Heath care institution employers should take note of a recent decision of the National Labor Relations Board (“NLRB”), which now gives them latitude to fire picketing employees if the union fails to give the required ten days’ notice. Although it has long been held that health care institutions can terminate workers who strike without providing ten days’ notice to both the employer and the government, it was often assumed that this did not extend to picketing employees. On May 31, 2007, however, in Correctional Medical Services, Inc., 349 N.L.R.B. No. 111 (2007), the NLRB clarified that employers may lawfully fire employees who merely picket and do not strike in violation of the ten days’ notice requirement, as set forth in the National Labor Relations Act. Virtually any organization with a patient care component is considered a health care institution pursuant to Board law.
Correctional Medical Services (“CMS”) operates the medical clinic at the Albany County Correctional Facility, providing chronic, emergency and dental care, lab services, and minor surgical services to the inmates. In August 2002, in support of an organizing drive by the Civil Service Employees Association (“the Union”), about 20 individuals, including five CMS employees, picketed in front of the facility. None of the employees went on strike; instead, they appeared at the picket line either after their shifts ended or during their meal break. The Union did not give advance notice of this action to CMS or the Federal Mediation and Conciliation Service, and CMS terminated the five picketers.
In response to an unfair labor practice charge filed by the Union, the NLRB ruled that CMS was allowed to fire the employees because they picketed without providing the requisite ten-days notice. The NLRB arrived at its decision based on the wording of Section 8(g) of the Act, which states that a labor organization must provide ten days’ notice “before engaging in any strike, picketing or other concerted refusal to work.” The Board found that this “overarching principle” trumped even the specific language in Section 8(d) of the Act, which states that only an employee “who engages in a strike . . . shall lose his status as an employee of the [health care] employer.” The Board found that extending the right to discipline a picketer was consistent with the notice provision’s larger purpose to “assure continuity of patient care.”
This case is “big news” for health care institution employers, who face increasingly aggressive organizing and picketing efforts by unions. It provides added protection against unions taking precipitous action that can affect patient care and operations generally. Although employers should be cautious in terminating any picketing employees, and are advised to check with their legal counsel, health care institutions may now lawfully terminate employees who participate in pickets—and not only strikes—if the union has not provided ten days’ notice. Above all, this decision may help reel in unions and foster compliance with both the letter and the spirit of the law.

[Region pointing data]
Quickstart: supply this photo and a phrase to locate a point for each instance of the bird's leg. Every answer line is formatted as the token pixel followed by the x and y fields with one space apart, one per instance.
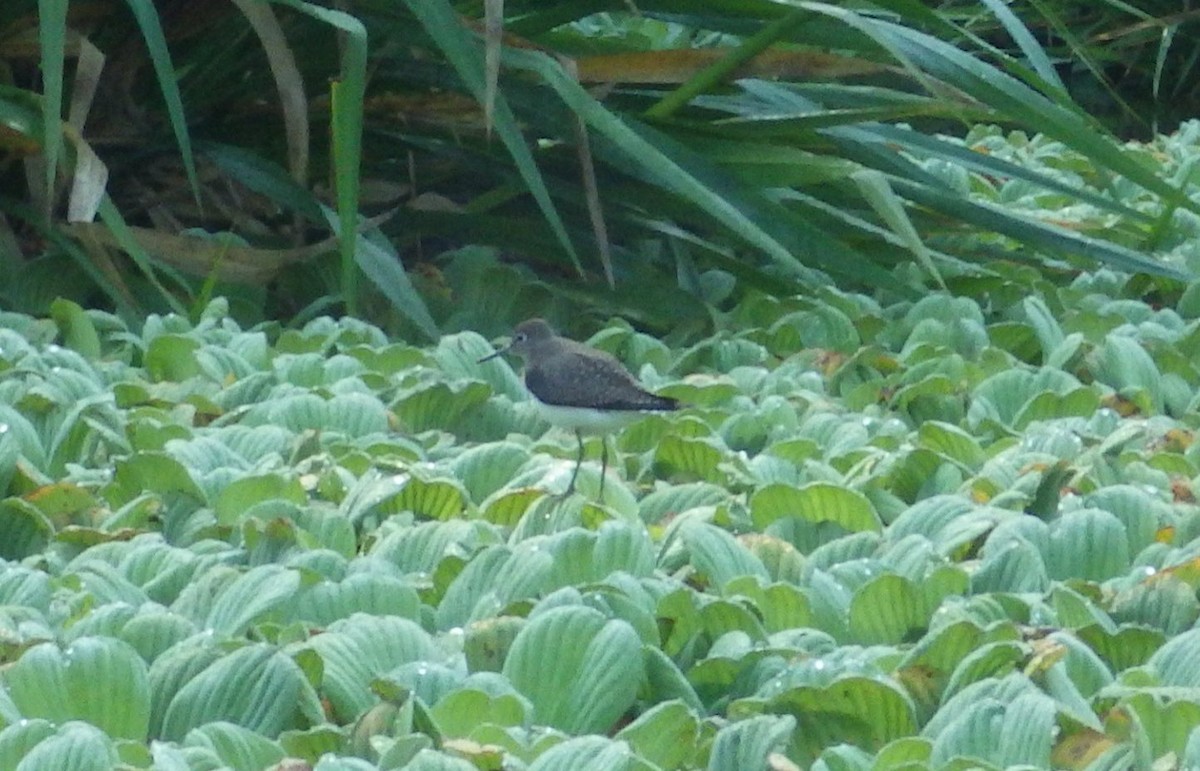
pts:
pixel 579 461
pixel 604 464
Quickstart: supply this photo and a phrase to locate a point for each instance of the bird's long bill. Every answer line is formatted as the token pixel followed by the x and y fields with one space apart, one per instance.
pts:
pixel 492 354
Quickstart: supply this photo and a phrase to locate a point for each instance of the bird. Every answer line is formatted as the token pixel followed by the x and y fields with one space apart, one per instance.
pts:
pixel 580 388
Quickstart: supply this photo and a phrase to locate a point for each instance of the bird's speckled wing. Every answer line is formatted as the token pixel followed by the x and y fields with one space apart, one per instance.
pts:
pixel 591 378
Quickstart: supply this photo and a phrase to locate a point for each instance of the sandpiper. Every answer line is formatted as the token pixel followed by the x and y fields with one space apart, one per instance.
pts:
pixel 580 388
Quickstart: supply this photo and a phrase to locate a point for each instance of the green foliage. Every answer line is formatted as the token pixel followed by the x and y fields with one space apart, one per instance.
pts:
pixel 916 548
pixel 693 153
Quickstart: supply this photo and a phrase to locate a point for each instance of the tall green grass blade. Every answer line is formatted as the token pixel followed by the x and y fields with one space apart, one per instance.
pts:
pixel 1033 53
pixel 719 71
pixel 347 96
pixel 112 219
pixel 52 29
pixel 1011 97
pixel 160 58
pixel 443 25
pixel 1031 232
pixel 654 157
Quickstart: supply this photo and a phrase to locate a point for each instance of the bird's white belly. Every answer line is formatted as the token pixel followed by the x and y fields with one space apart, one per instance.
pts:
pixel 587 419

**How to complete this task:**
Using the article on the NLRB picketing decision, say whether each statement agrees with it: (a) The five CMS employees who picketed also went on strike. (b) About 20 individuals picketed in front of the facility. (c) The Union gave CMS advance notice of the picketing. Answer yes or no for each, and quote the words from the article that settle it.

**Problem solution:**
(a) No: "None of the employees went on strike"
(b) Yes: "about 20 individuals, including five CMS employees, picketed in front of the facility"
(c) No: "The Union did not give advance notice of this action to CMS or the Federal Mediation and Conciliation Service"